[Referring expression data]
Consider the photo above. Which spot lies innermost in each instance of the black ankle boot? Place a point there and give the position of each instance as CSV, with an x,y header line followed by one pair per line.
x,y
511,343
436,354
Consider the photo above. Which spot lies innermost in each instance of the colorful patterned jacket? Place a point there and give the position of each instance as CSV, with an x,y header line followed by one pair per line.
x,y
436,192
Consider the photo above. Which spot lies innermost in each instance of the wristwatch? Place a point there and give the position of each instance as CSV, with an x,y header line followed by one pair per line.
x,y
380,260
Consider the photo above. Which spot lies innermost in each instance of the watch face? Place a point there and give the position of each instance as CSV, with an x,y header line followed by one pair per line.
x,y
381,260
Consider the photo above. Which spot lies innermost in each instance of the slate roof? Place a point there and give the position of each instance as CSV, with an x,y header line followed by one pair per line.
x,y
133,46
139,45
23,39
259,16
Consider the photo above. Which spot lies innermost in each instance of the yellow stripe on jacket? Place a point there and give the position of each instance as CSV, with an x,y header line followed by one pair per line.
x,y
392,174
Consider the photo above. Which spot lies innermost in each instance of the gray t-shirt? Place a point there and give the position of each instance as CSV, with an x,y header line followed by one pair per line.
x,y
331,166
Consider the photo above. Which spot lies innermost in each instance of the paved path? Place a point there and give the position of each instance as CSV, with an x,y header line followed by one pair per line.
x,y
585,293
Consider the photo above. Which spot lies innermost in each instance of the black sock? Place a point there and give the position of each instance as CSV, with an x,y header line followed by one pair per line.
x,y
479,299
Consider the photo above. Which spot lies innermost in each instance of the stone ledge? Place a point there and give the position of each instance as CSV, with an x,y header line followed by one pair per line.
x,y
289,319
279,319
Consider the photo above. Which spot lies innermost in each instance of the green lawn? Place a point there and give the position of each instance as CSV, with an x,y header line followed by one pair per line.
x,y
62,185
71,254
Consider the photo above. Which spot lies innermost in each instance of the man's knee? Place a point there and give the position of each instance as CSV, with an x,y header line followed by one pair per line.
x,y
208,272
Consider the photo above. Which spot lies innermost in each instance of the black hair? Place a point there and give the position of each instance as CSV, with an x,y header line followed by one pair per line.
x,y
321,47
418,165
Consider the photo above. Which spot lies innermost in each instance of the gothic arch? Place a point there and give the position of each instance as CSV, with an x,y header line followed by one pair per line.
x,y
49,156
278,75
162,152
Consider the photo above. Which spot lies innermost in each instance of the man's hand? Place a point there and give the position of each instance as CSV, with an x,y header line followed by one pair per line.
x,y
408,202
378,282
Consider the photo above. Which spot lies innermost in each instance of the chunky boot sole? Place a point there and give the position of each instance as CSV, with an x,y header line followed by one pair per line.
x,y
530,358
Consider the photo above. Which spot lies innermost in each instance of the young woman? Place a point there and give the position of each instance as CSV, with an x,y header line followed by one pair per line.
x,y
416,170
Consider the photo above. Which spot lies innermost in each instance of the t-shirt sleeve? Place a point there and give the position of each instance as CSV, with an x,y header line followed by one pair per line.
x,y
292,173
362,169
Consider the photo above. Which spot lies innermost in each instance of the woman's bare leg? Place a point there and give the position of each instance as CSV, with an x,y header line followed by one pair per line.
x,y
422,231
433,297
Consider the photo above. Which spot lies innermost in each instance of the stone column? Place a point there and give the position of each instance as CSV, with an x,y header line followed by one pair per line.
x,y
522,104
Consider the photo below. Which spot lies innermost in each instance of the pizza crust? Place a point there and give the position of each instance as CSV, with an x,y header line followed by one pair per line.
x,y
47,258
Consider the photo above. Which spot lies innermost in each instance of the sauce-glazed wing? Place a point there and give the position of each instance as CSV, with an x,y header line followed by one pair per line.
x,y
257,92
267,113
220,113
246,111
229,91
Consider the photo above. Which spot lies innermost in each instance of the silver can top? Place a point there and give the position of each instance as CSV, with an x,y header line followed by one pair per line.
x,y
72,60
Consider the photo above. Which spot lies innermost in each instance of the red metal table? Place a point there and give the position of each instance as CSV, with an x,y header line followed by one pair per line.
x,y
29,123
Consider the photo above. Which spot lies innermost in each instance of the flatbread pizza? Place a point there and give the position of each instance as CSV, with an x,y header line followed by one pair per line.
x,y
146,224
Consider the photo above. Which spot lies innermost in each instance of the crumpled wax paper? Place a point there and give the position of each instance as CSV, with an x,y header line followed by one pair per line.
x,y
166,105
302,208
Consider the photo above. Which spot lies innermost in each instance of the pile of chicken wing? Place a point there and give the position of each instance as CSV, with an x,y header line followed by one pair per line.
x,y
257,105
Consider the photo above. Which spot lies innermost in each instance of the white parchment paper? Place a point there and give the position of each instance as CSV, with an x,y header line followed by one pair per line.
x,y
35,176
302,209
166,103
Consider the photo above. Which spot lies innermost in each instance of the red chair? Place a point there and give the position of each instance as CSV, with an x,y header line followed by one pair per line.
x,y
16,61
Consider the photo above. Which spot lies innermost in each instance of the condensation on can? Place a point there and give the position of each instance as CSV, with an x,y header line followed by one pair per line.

Work to complete:
Would you write out the full set of records above without alteration?

Answer to this problem:
Consider the photo above. Which spot lies innermost in each instance of the black ankle boot? Place a point there and give the position of each instance as CSV, with an x,y header line followed by one pair per line.
x,y
511,343
436,354
Consider the photo above. Which spot lies innermost in each instance of the colorful patterned jacket? Place a point there and give the position of each instance as CSV, with an x,y header line followed by one pair per line.
x,y
436,192
Consider the photo above. Which spot lies innermost in each instance of the wristwatch? Place a point there and give the position of each instance as CSV, with an x,y header line followed by one pair per line.
x,y
380,260
Consider the photo above. Which spot lies innermost in each instance of the watch face? Place a point there and give the position of each instance as CSV, with an x,y header line followed by one pair per line.
x,y
381,260
Consider the photo above. Which spot lies innermost in each instance of the slate roof? Place a point there and give the position of each instance as CSV, with an x,y header line followed by one pair per line.
x,y
133,46
139,45
23,39
259,16
Consider the photo above. Which spot lies innermost in each instance of the yellow stripe on jacket? Place a point there and give the position of each instance as CSV, with an x,y header line followed by one pair per line.
x,y
392,174
Consider the photo above. Which spot lies innermost in each instance of the gray t-shirt? Place a point there and give the position of each instance as CSV, with an x,y header line followed by one pair per line.
x,y
331,166
Consider the photo above. Which spot lies innermost in each instance of the paved path? Place a point there and give the position of each instance as CSV, with an x,y header line followed by one pair per line.
x,y
585,293
Consider the photo above. Which spot lies innermost in each instance of the black sock? Place a point there and give the position of each instance as CSV, with an x,y header line followed by one pair per line.
x,y
479,299
Consider the photo above. Which spot lies innermost in each instance of the stone ledge? Place a point there and give the position of each instance as CSV, with an x,y header line followed by one pair per line.
x,y
289,319
279,319
Consider the photo above. Which spot lies innermost in each instance of the green lawn? Place a point there and give the position of each instance as CSV, with an x,y header line followed by one pair per line.
x,y
62,185
71,254
Consider the photo above. Which spot lies innermost in each instance of the man's knee? Place a point there and give the position of each instance as CSV, with an x,y header line followed by one pair per line.
x,y
208,272
Consider the photo above. Which spot lies innermost in each instance of the black hair? Place a point there and give the position of each instance as CSV, with an x,y header line followed by one pair per line.
x,y
321,47
418,165
Consider the photo above. Which spot lies innermost in each instance of the gothic arch? Place a point there and give the position of each instance as CSV, with an x,y header line followed by one pair per line.
x,y
49,156
278,75
162,152
Consider the photo above. Which spot lies innermost in each instance of the man's hand? Place a point there and give the position of each instance as CSV, with an x,y header line followed by one pair per line.
x,y
408,202
378,282
Consider the photo above. Which spot lies innermost in each instance of the chunky boot sole? Place a point there and give the position of each instance as CSV, with an x,y header line followed by one pair per line.
x,y
530,358
Consider the photo above. Which spot lies innermost in each instance of the young woman? Place a point there and give the position of each instance as CSV, with an x,y header line followed by one pair per line.
x,y
416,170
Consider the photo above. Which spot lies innermost in each instance of the t-shirt sleeve? Place a point there and give the position of each instance as CSV, with an x,y header line followed by one pair per line.
x,y
292,173
362,169
Consider the photo above. Which spot lies innermost in each instance of the woman's bare leg? Place a point there and give the position of each instance as CSV, with an x,y header line followed by one pair per line.
x,y
422,231
433,297
Consider the photo above. Which spot lies innermost in each instance of the stone column? Place a point there and give the position of each instance as CSV, with an x,y header line followed by one pair per line.
x,y
522,104
Consider the photo below. Which spot lies innermost in each instance of the pizza crust? Place a point there and give the position of each instance as CSV, with an x,y header line followed by one pair per line.
x,y
47,258
Consider the photo above. Which spot lies innermost in each instance of the sauce-glazed wing? Place a point there and give the position of each instance as CSV, with an x,y header line followed by one pair per line.
x,y
257,92
267,113
220,113
246,111
229,91
Consider the photo above. Which spot lies innermost in each instance of the silver can top? Place a point there and give the position of each instance as CSV, with an x,y header line followed by one pair per line.
x,y
72,60
Consider the photo above. Which spot lies innermost in each instance of the red metal table? Place a point there and give the position of each instance as CSV, with an x,y header line followed by one pair per line.
x,y
29,123
Consider the photo above. Which spot lies innermost in each instance of the flatbread pizza? Place a point there and give the position of each instance as CSV, with an x,y header line followed by one pair per line.
x,y
146,224
Consider the photo above. Which spot lies innermost in each instance of the crumpled wax paper? Place a point there and give the position of each instance as CSV, with an x,y header line followed by one pair per line.
x,y
166,105
302,208
Consider the photo above. Which spot lies innermost in each instance of the pile of chicken wing? Place a point there and give the position of each instance as CSV, with an x,y header line followed by one pair per line.
x,y
257,105
Consider the photo above. Which spot lies innermost in each instance of the white parchment paper? Place a point there and give the position of each instance as CSV, with an x,y header line followed by one pair per line.
x,y
35,176
302,209
166,103
Consider the photo above. Which spot lies innermost in each instance of the red chair? Place a point there and give the position of each instance as CSV, with an x,y header line followed by one pair per line.
x,y
16,61
Consider the photo above. Which spot lies innermost in each instance of the condensation on can? Place a point there and give the position of each instance as CSV, with an x,y header line followed by one pair per line.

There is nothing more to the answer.